SHORT TASK ▸ Rewrite these lines with "red hair" replaced by "auburn hair" and nothing else changed.

GIVEN ENTRIES ▸
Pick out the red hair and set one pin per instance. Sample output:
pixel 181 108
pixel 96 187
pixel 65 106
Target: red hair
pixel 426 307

RESULT ▸
Pick out the auburn hair and set one pin per instance. Sample output:
pixel 181 108
pixel 96 187
pixel 65 106
Target: auburn hair
pixel 426 307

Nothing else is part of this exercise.